• [EXERCISE BRIEF]: Can you copy the lines from the one that contains "[locate] barbell (one point per instance)" through the end of the material below, exactly and with nothing else?

• [DATA PROVIDED]:
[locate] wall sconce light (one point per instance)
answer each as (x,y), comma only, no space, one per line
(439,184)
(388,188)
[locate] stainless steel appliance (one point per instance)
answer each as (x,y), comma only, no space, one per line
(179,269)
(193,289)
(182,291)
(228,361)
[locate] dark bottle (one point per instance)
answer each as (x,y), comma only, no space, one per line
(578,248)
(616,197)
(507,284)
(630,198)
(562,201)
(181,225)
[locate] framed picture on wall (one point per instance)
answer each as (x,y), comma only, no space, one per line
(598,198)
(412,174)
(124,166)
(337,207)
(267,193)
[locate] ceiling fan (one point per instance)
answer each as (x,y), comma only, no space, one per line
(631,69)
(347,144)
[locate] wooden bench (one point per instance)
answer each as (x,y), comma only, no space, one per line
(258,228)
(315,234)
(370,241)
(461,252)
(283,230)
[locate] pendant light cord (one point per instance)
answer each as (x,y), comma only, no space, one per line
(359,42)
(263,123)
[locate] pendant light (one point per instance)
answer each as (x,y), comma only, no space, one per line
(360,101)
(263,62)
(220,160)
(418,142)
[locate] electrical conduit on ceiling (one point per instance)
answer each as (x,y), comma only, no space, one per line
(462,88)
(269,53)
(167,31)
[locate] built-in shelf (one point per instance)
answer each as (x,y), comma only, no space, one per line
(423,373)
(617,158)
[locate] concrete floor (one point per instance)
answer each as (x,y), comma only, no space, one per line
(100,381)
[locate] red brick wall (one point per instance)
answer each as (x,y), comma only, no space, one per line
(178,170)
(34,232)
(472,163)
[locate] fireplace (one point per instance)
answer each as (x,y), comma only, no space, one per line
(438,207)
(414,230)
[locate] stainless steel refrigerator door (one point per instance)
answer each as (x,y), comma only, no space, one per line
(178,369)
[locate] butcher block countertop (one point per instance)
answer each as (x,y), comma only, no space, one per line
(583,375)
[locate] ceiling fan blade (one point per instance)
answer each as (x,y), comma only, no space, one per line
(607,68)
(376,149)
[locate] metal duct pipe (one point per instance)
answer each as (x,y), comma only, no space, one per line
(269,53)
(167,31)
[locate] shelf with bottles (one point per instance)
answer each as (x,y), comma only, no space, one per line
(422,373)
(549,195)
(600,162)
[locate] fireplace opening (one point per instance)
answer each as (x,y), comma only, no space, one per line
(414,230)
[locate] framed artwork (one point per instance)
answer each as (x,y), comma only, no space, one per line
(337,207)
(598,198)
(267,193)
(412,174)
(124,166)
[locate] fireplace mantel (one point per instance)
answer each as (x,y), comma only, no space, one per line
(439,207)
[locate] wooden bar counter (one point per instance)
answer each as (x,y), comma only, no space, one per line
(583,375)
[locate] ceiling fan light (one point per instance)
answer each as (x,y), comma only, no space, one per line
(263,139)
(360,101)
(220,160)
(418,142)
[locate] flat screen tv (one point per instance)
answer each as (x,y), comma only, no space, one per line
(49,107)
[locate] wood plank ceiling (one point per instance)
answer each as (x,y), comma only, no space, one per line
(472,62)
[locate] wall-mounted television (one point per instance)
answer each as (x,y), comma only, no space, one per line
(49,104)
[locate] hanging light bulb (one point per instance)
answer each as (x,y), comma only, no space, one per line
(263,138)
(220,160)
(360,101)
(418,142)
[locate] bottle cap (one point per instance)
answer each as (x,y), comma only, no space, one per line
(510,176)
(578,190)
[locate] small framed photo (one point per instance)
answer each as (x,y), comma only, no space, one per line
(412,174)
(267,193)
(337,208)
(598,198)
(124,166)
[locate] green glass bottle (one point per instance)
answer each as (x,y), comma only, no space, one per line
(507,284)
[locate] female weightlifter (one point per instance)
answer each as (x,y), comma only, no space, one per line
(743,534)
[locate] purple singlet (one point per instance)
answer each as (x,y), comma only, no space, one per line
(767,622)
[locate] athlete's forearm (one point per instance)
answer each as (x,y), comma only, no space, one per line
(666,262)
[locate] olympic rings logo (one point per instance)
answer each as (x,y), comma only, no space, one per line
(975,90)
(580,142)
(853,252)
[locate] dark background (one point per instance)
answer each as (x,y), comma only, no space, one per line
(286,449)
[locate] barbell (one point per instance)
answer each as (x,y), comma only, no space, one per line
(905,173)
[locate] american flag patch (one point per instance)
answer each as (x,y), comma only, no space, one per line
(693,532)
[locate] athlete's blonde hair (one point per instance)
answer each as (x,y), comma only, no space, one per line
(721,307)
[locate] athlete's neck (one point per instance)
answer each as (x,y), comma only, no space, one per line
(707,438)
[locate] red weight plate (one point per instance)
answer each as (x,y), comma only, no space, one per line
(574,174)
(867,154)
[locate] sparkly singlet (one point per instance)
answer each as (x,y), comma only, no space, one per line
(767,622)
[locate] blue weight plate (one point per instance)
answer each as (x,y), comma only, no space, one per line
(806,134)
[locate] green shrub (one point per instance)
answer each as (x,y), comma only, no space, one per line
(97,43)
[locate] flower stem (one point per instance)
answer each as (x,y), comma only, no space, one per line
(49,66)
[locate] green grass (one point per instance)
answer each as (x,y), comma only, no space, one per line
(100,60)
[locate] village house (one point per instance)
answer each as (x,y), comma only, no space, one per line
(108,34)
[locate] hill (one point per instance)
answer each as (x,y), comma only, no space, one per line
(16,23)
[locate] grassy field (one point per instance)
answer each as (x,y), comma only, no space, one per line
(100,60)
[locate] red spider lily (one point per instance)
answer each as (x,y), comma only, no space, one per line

• [EXERCISE SOLUTION]:
[locate] barbell (one point per instance)
answer each as (x,y), comma only, no space, one per line
(905,173)
[locate] american flag patch (one point per instance)
answer each as (x,y), comma only, no space, one per line
(693,532)
[locate] athlete's blonde hair (one point per instance)
answer each as (x,y), comma only, no space, one per line
(721,307)
[locate] athlete's neck (one point per instance)
answer each as (x,y), comma only, no space, one per line
(707,438)
[locate] red weight plate (one point per instance)
answer each as (x,y), comma only, no space, one per line
(574,174)
(867,154)
[locate] sparkly singlet (one point per instance)
answer each as (x,y), comma only, no space, one per line
(767,622)
[locate] blue weight plate (one point per instance)
answer each as (x,y), comma only, no space, one per line
(806,134)
[locate] green shrub (one point per instance)
answer each as (x,y), comma only, no space, one per line
(97,43)
[locate] flower stem (one point per instance)
answer each as (x,y), comma only, no space, one per line
(49,66)
[locate] green grass (one point per instance)
answer each as (x,y), comma only, no space, one per line
(100,60)
[locate] village house (one point per instance)
answer each as (x,y), comma only, no space, one per line
(108,34)
[locate] hill (one point per instance)
answer each as (x,y), comma only, no space, one per line
(16,23)
[locate] grassy field (one point per instance)
answer each as (x,y), comma only, no space, one per line
(100,60)
[locate] red spider lily (one point per instance)
answer each as (x,y), comma only, no space, one per line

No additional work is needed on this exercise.